## Work request
Every line below that has the string "with" adds one to the count. Give that count by itself.

------------

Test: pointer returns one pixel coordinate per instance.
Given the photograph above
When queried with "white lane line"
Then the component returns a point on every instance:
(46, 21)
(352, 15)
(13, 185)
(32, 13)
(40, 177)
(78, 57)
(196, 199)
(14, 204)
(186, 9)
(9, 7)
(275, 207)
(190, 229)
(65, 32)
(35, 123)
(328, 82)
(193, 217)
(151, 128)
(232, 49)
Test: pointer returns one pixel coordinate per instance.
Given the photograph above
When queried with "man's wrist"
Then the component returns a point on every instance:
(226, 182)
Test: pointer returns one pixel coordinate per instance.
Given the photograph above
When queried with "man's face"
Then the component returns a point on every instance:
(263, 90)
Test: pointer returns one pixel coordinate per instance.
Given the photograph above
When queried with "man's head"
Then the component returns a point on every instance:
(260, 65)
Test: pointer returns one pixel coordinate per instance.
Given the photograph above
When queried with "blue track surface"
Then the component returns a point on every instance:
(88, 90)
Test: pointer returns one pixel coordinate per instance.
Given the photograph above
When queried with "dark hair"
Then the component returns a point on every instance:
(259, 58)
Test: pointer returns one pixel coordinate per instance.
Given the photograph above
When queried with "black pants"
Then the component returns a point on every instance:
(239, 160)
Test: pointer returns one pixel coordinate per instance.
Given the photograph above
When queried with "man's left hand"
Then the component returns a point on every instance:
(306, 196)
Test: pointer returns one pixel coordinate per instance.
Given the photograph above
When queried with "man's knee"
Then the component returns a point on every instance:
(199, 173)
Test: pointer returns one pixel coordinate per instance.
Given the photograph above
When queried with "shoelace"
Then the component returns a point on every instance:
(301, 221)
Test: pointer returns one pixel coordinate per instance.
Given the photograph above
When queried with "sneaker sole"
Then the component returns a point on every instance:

------------

## Completed task
11